# WRITTEN INSTRUCTION:
Rewrite every line of the records below as a numbered list, leaving out any blank lines.

::: INFORMATION SUPPLIED

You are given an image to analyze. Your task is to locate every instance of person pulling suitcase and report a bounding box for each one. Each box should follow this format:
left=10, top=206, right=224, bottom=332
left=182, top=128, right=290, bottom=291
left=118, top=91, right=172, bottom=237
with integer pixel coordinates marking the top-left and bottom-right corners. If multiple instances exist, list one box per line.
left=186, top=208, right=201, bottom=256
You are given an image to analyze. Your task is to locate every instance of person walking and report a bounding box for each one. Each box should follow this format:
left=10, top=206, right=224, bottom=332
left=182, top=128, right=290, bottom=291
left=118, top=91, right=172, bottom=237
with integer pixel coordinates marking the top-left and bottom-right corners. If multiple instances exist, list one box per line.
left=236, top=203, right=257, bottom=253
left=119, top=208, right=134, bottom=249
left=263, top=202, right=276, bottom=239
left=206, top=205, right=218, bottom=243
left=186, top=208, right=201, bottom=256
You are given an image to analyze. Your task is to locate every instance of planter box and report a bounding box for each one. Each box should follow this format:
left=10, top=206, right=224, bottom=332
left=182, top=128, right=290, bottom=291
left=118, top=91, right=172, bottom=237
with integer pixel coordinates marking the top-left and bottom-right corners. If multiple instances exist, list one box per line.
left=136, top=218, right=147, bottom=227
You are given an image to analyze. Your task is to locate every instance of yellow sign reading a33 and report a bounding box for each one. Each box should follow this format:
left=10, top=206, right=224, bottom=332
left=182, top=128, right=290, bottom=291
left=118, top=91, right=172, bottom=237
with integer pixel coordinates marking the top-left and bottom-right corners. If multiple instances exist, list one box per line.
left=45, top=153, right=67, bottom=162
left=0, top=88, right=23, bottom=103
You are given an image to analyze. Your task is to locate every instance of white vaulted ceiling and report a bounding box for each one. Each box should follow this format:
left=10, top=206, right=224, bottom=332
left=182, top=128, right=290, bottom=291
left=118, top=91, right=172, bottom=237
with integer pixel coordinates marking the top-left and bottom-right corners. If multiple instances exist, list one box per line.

::::::

# FINAL ANSWER:
1. You are given an image to analyze. Your task is to locate every instance of person pulling suitcase and report a bounding box for each one. Each box should follow this format:
2. left=10, top=206, right=224, bottom=332
3. left=182, top=128, right=290, bottom=291
4. left=118, top=91, right=172, bottom=237
5. with integer pixel coordinates marking the top-left and bottom-right corners. If multiple instances exist, list one box per line.
6. left=186, top=208, right=201, bottom=256
7. You are given an image to analyze. Your task is to locate every instance of person walking and report a bounding box for each one. Each box should follow this format:
8. left=10, top=206, right=224, bottom=332
9. left=182, top=128, right=290, bottom=291
10. left=118, top=91, right=172, bottom=237
11. with integer pixel coordinates marking the top-left and bottom-right corners. If multiple instances exist, list one box per line.
12. left=236, top=203, right=257, bottom=253
13. left=119, top=208, right=134, bottom=249
14. left=263, top=202, right=276, bottom=239
15. left=206, top=205, right=218, bottom=243
16. left=186, top=208, right=201, bottom=256
17. You are given an image to analyze. Your task is to locate every instance of planter box and report a bounding box for each one. Each box should follow this format:
18. left=10, top=206, right=224, bottom=332
19. left=182, top=128, right=290, bottom=291
20. left=118, top=91, right=172, bottom=237
21. with integer pixel coordinates marking the top-left and bottom-right corners. If multiple instances exist, list one box per line.
22. left=136, top=218, right=147, bottom=227
23. You are given an image to analyze. Your task is to locate every instance of yellow sign reading a33 and report a bounding box for each one. Each box should follow this format:
24. left=10, top=206, right=224, bottom=332
25. left=182, top=128, right=290, bottom=291
26. left=118, top=91, right=172, bottom=237
27. with integer pixel coordinates marking the top-left and bottom-right corners. If multiple instances exist, list one box per line.
28. left=45, top=153, right=67, bottom=162
29. left=0, top=88, right=23, bottom=103
30. You are given an image to analyze. Your task is to locate every instance of white vaulted ceiling and report a bounding box for each one. Each box should follow this format:
31. left=10, top=206, right=224, bottom=332
32. left=182, top=128, right=290, bottom=291
33. left=118, top=91, right=172, bottom=237
34. with integer pixel coordinates marking the top-left and bottom-right corners. If multiple instances exist, list one box per line.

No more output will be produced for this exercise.